#### Short problem:
Recast the stretch of the listing from its start through the line that contains "xmin=427 ymin=336 xmax=493 ymax=372" as a Markdown table with the columns Row and Entry. Put the line number under Row and the line under Entry, leaving out blank lines.

(A data block)

******

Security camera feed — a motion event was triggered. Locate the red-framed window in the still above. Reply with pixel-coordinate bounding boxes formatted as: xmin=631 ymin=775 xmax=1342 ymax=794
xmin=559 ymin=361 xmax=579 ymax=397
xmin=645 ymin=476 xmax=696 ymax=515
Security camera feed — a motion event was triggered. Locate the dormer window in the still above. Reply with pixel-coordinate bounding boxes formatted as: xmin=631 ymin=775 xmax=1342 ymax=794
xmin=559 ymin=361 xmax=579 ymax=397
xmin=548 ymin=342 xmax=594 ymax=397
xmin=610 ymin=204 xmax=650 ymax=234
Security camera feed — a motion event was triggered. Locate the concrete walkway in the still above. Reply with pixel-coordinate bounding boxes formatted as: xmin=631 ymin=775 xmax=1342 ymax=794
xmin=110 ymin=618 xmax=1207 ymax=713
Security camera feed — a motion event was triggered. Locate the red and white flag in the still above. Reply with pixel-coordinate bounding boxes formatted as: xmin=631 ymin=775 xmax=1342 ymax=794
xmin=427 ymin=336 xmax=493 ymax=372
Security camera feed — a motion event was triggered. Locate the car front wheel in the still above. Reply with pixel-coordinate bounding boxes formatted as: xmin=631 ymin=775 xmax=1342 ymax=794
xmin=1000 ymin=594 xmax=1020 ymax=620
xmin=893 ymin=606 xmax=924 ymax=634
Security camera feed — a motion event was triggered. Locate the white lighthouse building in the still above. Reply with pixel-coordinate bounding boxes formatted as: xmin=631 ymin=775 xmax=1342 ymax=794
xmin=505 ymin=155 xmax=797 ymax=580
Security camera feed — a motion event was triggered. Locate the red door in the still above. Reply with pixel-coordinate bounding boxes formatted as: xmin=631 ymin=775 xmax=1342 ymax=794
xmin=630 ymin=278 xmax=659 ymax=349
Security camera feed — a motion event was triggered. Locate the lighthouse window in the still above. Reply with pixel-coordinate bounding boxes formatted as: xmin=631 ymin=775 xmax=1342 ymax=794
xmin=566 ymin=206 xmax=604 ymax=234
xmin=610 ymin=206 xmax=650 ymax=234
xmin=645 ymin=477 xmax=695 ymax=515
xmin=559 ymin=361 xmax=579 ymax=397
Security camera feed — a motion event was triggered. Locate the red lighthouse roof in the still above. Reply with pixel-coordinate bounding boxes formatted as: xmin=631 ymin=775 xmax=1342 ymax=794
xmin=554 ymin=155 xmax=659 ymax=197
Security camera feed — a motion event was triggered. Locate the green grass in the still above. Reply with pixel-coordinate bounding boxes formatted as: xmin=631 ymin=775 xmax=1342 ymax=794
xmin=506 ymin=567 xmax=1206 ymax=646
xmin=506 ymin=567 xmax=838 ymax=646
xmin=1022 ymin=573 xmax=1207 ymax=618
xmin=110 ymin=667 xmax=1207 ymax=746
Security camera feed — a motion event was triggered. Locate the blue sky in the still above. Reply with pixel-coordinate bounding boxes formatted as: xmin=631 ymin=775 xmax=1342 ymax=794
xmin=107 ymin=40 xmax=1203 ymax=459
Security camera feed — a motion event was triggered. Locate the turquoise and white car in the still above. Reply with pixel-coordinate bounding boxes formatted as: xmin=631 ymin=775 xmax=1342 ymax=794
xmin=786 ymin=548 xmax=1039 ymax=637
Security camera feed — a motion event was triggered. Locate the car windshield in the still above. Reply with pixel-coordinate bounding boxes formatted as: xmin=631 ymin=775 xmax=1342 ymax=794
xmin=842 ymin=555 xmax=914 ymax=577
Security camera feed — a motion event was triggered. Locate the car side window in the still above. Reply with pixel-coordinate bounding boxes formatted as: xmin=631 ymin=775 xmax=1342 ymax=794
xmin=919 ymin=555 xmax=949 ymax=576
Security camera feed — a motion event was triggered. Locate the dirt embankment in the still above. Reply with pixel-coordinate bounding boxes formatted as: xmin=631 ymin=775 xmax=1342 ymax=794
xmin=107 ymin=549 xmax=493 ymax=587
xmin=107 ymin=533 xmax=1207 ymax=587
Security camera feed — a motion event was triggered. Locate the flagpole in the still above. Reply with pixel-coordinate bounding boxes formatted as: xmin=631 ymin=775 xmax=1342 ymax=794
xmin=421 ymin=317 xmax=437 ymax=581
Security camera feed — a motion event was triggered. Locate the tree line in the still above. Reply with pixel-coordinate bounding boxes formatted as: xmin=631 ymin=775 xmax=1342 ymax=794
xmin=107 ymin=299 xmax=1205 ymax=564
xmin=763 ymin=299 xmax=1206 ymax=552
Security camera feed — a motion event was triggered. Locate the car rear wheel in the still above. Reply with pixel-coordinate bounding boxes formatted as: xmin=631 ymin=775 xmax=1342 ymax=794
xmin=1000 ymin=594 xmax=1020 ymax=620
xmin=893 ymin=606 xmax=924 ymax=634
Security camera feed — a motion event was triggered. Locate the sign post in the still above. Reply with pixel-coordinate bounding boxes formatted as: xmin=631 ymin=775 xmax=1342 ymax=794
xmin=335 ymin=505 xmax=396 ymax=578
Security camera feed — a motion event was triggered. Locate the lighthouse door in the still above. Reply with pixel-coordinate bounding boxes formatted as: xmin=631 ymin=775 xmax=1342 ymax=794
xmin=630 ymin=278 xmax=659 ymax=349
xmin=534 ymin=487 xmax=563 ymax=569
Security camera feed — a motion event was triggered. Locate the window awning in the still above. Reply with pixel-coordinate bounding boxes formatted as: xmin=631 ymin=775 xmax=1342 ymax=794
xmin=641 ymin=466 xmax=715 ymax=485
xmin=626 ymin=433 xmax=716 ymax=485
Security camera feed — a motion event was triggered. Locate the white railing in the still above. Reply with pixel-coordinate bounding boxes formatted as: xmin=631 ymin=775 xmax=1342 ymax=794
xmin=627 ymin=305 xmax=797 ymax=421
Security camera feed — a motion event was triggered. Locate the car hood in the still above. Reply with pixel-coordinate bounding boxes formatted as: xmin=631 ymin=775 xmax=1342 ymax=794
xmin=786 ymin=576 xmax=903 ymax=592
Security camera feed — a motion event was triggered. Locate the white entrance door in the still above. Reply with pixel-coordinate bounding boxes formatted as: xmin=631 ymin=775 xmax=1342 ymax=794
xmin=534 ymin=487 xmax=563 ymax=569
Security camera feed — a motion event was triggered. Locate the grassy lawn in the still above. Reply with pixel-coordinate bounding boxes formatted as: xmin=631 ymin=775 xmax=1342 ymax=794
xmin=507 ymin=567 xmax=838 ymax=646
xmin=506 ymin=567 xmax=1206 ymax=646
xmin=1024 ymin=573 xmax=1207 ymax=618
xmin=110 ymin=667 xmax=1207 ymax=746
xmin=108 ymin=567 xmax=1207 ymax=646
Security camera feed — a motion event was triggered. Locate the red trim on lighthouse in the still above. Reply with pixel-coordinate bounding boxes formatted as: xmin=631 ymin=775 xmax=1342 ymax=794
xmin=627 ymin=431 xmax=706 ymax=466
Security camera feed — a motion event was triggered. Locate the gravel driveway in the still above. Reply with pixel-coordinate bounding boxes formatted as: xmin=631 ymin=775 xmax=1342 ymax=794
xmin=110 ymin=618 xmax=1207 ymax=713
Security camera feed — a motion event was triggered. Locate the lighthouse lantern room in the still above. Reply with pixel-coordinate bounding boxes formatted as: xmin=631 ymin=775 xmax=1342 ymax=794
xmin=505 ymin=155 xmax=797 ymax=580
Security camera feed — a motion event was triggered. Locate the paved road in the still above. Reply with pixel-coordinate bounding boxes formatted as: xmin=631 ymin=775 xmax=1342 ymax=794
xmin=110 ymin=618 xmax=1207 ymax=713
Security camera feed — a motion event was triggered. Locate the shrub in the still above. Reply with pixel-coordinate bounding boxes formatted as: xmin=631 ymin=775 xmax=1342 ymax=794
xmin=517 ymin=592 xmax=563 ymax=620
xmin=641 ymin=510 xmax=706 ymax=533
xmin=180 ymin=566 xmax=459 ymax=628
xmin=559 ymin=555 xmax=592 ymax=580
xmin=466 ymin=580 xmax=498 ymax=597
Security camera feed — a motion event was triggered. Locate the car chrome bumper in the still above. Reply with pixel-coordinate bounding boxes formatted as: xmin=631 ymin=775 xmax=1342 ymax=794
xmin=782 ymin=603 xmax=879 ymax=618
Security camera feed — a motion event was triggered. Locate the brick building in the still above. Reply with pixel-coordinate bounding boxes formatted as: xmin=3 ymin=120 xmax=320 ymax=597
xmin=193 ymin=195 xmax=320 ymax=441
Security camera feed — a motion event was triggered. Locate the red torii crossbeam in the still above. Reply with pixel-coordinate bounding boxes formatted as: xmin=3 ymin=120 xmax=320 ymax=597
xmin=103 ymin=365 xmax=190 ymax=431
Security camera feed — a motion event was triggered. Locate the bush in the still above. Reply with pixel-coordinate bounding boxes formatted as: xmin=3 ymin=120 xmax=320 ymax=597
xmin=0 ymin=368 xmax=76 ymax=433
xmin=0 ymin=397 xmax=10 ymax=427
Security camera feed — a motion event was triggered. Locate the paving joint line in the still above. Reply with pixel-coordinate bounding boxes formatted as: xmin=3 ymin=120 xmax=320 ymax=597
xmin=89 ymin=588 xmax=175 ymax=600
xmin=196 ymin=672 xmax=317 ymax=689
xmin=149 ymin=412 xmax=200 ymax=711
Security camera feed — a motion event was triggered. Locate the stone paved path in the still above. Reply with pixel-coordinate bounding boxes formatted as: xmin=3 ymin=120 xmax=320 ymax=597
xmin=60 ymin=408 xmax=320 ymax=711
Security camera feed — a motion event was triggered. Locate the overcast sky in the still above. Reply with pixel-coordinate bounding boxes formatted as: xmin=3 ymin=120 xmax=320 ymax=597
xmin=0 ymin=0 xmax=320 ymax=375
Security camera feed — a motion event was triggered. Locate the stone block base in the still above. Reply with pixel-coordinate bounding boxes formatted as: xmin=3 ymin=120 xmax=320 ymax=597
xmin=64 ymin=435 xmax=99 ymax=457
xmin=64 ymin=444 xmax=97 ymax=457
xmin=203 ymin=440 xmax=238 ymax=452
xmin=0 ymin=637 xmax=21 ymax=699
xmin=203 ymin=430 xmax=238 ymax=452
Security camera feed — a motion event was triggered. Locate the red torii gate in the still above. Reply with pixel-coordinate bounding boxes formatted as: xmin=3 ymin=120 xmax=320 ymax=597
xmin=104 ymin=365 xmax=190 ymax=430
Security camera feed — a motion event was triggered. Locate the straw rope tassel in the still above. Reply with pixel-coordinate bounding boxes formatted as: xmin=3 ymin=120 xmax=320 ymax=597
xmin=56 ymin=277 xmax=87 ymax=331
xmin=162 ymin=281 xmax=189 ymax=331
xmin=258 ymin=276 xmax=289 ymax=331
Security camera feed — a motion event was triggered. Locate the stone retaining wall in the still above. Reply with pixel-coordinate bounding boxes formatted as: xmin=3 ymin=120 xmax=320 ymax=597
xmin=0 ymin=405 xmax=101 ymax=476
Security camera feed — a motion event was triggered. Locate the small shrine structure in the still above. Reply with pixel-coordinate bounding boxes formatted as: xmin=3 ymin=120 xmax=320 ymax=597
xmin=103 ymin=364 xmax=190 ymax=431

******

#### Solution to the exercise:
| Row | Entry |
|---|---|
| 1 | Security camera feed — a motion event was triggered. Locate the red-framed window in the still above. Reply with pixel-coordinate bounding boxes formatted as: xmin=631 ymin=775 xmax=1342 ymax=794 |
| 2 | xmin=559 ymin=361 xmax=579 ymax=397 |
| 3 | xmin=645 ymin=476 xmax=696 ymax=515 |
| 4 | Security camera feed — a motion event was triggered. Locate the dormer window in the still above. Reply with pixel-coordinate bounding boxes formatted as: xmin=631 ymin=775 xmax=1342 ymax=794 |
| 5 | xmin=559 ymin=361 xmax=579 ymax=397 |
| 6 | xmin=548 ymin=342 xmax=594 ymax=397 |
| 7 | xmin=610 ymin=204 xmax=650 ymax=234 |
| 8 | Security camera feed — a motion event was triggered. Locate the concrete walkway in the still above. Reply with pixel-coordinate bounding boxes formatted as: xmin=631 ymin=775 xmax=1342 ymax=794 |
| 9 | xmin=110 ymin=618 xmax=1207 ymax=713 |
| 10 | Security camera feed — a motion event was triggered. Locate the red and white flag in the still above. Reply with pixel-coordinate bounding boxes formatted as: xmin=631 ymin=775 xmax=1342 ymax=794 |
| 11 | xmin=427 ymin=336 xmax=493 ymax=372 |